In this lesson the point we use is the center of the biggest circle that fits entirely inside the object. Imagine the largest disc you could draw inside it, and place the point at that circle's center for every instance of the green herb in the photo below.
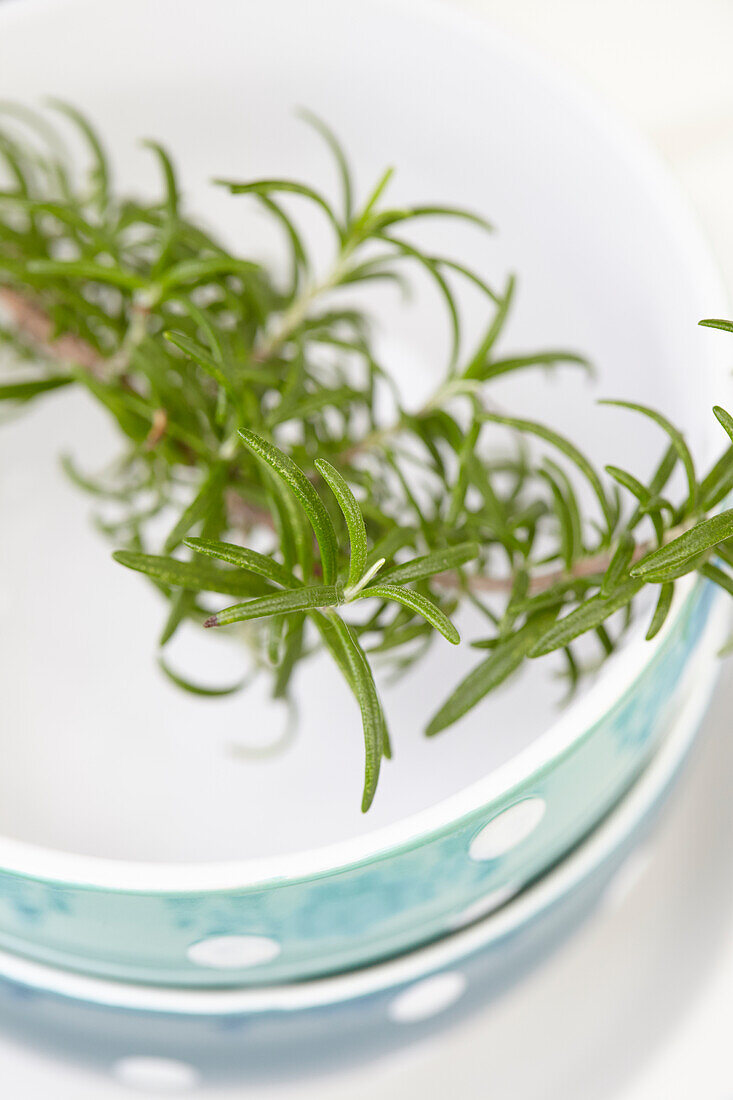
(250, 409)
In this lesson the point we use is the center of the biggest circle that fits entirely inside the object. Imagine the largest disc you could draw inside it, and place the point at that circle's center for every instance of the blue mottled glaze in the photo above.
(250, 1047)
(386, 904)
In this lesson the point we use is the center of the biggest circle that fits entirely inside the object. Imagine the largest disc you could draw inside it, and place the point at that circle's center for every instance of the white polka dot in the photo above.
(427, 998)
(155, 1075)
(484, 905)
(627, 878)
(507, 829)
(231, 953)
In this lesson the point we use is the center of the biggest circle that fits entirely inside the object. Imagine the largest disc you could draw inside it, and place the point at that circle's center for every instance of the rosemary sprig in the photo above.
(251, 408)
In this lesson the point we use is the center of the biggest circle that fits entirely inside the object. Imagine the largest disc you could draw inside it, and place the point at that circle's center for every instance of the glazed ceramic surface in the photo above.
(141, 839)
(164, 1038)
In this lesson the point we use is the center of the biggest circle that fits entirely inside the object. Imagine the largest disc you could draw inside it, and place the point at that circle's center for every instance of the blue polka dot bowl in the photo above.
(159, 1040)
(155, 838)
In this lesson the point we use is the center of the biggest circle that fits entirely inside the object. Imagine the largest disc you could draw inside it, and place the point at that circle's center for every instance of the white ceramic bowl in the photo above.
(153, 1037)
(138, 839)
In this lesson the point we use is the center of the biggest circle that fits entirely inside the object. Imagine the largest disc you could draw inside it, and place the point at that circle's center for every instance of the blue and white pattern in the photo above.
(354, 914)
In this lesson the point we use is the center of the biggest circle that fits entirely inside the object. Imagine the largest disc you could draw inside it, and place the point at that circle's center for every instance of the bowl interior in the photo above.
(102, 756)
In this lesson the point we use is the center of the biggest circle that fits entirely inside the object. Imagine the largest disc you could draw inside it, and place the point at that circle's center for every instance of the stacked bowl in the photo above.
(332, 938)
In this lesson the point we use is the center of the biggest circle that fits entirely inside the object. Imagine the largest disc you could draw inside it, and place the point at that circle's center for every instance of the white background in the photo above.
(638, 1005)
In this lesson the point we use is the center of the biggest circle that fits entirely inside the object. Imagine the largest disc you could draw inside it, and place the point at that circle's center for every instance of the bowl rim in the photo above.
(622, 671)
(617, 827)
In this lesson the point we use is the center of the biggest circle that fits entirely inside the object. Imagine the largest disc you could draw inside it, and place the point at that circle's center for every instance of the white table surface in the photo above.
(638, 1004)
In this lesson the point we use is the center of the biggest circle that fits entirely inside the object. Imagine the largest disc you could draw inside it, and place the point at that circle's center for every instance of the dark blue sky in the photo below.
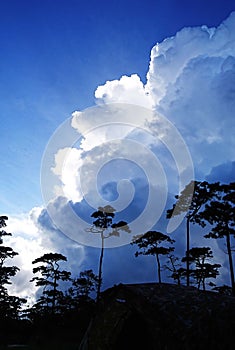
(53, 56)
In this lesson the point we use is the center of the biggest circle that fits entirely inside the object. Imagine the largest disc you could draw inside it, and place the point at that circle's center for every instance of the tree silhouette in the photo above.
(103, 225)
(50, 276)
(191, 205)
(9, 305)
(84, 285)
(150, 244)
(203, 270)
(173, 265)
(220, 213)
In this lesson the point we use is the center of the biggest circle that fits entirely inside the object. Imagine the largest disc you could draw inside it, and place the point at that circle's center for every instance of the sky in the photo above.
(62, 64)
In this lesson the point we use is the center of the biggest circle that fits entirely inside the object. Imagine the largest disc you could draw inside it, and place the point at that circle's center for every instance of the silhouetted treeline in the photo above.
(65, 304)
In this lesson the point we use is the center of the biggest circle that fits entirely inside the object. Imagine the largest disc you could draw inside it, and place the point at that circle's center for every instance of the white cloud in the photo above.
(191, 81)
(126, 90)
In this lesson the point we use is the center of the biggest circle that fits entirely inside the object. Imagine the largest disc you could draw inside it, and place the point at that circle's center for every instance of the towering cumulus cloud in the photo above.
(190, 83)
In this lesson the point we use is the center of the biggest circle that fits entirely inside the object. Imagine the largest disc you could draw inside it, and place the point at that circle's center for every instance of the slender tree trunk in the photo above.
(230, 261)
(54, 293)
(100, 268)
(187, 249)
(158, 269)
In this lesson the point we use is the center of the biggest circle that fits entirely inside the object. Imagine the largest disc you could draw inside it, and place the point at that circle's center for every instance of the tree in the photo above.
(150, 244)
(202, 269)
(220, 214)
(191, 205)
(103, 225)
(84, 285)
(177, 272)
(50, 276)
(9, 305)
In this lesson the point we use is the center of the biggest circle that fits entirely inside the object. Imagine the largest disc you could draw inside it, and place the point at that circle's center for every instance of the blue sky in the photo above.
(61, 56)
(54, 54)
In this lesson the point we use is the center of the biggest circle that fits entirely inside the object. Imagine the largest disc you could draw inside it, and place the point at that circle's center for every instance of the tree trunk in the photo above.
(187, 250)
(100, 269)
(54, 293)
(158, 269)
(228, 243)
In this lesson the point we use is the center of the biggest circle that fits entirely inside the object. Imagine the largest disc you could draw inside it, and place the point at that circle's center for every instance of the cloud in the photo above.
(102, 155)
(126, 90)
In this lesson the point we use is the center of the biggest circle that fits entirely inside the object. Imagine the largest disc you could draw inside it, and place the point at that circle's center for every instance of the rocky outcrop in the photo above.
(161, 316)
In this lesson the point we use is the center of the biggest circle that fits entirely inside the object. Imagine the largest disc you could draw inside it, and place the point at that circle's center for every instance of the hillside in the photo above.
(162, 316)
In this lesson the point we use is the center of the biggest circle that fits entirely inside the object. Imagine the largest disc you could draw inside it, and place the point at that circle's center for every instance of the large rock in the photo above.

- **ACTION ITEM**
Only the pictures stay out; the rest of the entries above must be written out exactly.

- **YOUR RESPONSE**
In this lesson the point we use is the center of the biggest circle that fits entirely inside the object. Imagine the largest disc you could draw inside it, and place the point at that circle's center for every instance of the green herb in the photo below.
(250, 409)
In this lesson the point we use is the center of the biggest circle that fits entirely inside the object. Imagine the largest disc you could draw inside it, and place the point at that circle's center for every instance of the blue mottled glaze in the photo above.
(250, 1047)
(386, 904)
In this lesson the point we use is the center of the biggest circle that fits entirely inside the object. Imagine the largest disc you could draw inside it, and place the point at that circle's center for every instance of the white polka dot in the photo above.
(427, 998)
(155, 1075)
(484, 905)
(627, 878)
(507, 829)
(231, 953)
In this lesson the point we use is the center of the biggest circle that fits entirely inside the object. Imagine the largest disc you could draw inside it, and place the point at that circle's center for every instance of the rosemary sprig in the photo above.
(251, 408)
In this lesson the point we use is the center of the biggest circle that fits entirely inside the object. Imagine the largest disc you could draw inside it, and place the point at that circle's center for every instance of the glazed ceramic surface in the photo above.
(141, 839)
(164, 1038)
In this lesson the point we use is the center of the biggest circle that fits entirely inside the object. Imagine the largest disc you could draw inside it, and place the point at that circle's center for every instance of the blue polka dot bowl in the photo above.
(159, 1040)
(155, 838)
In this lesson the point we use is the center of the biggest circle that fits entirely inside the object. Imagine the largest disc you could draw inside it, and place the point at that circle's center for every instance of the white ceramic bowl in the photo above.
(153, 1037)
(138, 839)
In this lesson the point we use is the center of the biggest circle that fits entirely inside the object. Imagine the largest disc you could draw inside it, and place the point at that circle's center for every instance of the blue and white pattern in the photo above.
(354, 914)
In this lesson the point we use is the center of the biggest circle that fits entirely inside the object. Imagine the largest disc you could draw inside it, and place the point at that circle's center for every instance of the bowl interior in the photo above.
(102, 756)
In this lesson the point we use is the center of the biggest circle that fits entirely inside the object. Imagine the largest disc you could draw inside it, and place the point at that circle's center for every instance of the stacked bowl in the photo above.
(332, 938)
In this lesson the point we use is the center of the biggest circle that fits entirely inside the object. Imagine the largest disc you could draw inside it, and place the point at that circle's center for every instance of the white background in the photo above.
(638, 1005)
In this lesson the point we use is the center of the biggest circle that fits entirely inside the object. Imagine the largest disc you could draw inside it, and place the point at that circle's center for every instance of the bowl rim in the photo above.
(622, 671)
(617, 827)
In this lesson the point we use is the center of the biggest circle that fits entirely inside the object. Imagine the largest disc you could draw inside it, and place the point at that circle's center for every instance of the white table surface in the photo above.
(638, 1004)
In this lesson the point we use is the center of the biggest circle that fits entirely inside the object. Imagine the largest disc you could draw inside it, and place the point at that circle's center for every instance of the dark blue sky in the photo below.
(53, 56)
In this lesson the point we use is the center of the biggest circle that fits entirely inside the object. Imagine the largest disc you could draw inside it, and place the point at that circle's center for every instance of the tree silhouette in the photo above.
(103, 225)
(50, 276)
(191, 205)
(9, 305)
(84, 285)
(150, 244)
(203, 270)
(173, 265)
(220, 213)
In this lesson the point we use is the center of the biggest circle that fits entirely inside the object. Imagine the largest disc you could draw inside it, and place the point at that circle's center for every instance of the sky in the photo above.
(62, 64)
In this lesson the point we use is the center of the biggest circle that fits entirely inside the object. Imagine the largest disc you could draw inside it, and place the point at that circle's center for every instance of the silhouetted treeline in the photo above.
(65, 304)
In this lesson the point we use is the center of the biggest circle that fits entirely inside the object. Imagine the largest disc you could draw inside it, and place the point at that circle's center for every instance of the white cloud in the photo above.
(191, 81)
(126, 90)
In this lesson the point we use is the center of the biggest circle that fits entirely inside the object. Imagine the largest disc you could draw inside it, and place the point at that circle's center for every instance of the towering cumulus cloud in the photo above.
(190, 83)
In this lesson the point we use is the center of the biggest circle that fits entirely inside the object. Imagine the largest disc you could draw inside it, and place the point at that circle's center for every instance of the slender tree trunk in the photo above.
(230, 261)
(54, 293)
(100, 268)
(187, 249)
(158, 269)
In this lesson the point we use is the center of the biggest circle that fits entirely inside the object. Imagine the largest disc you could draw inside it, and place the point at that circle's center for every instance of the tree in the photo above.
(150, 244)
(202, 269)
(220, 214)
(191, 205)
(103, 225)
(84, 285)
(177, 272)
(50, 276)
(9, 305)
In this lesson the point we use is the center of the biggest circle that fits entirely inside the object. Imagine the largest disc you could draw inside it, and place the point at that circle's center for every instance of the blue sky in the photo above.
(61, 56)
(54, 54)
In this lesson the point we use is the center of the biggest circle that fits entirely inside the object. Imagine the largest disc you could draw inside it, and place the point at that circle's center for every instance of the tree trunk in the photo above.
(187, 250)
(100, 269)
(54, 293)
(158, 269)
(228, 243)
In this lesson the point we use is the center of the biggest circle that fits entirely inside the object. Imagine the largest disc you could draw inside it, and place the point at that circle's center for every instance of the cloud in the photo above.
(102, 155)
(126, 90)
In this lesson the point we use is the center of the biggest circle that fits entirely inside the object. Imagine the largest disc you could draw inside it, and place the point at that circle's center for every instance of the rocky outcrop in the photo above.
(161, 316)
In this lesson the point we use is the center of the biggest circle that fits entirely inside the object. Imagine the largest disc you could draw inside it, and place the point at that circle's center for every instance of the hillside in the photo above.
(162, 316)
In this lesson the point we use is the center of the biggest circle that fits entirely inside the object. Imagine the largest disc you could draw inside it, and place the point at that circle's center for every instance of the large rock in the photo above.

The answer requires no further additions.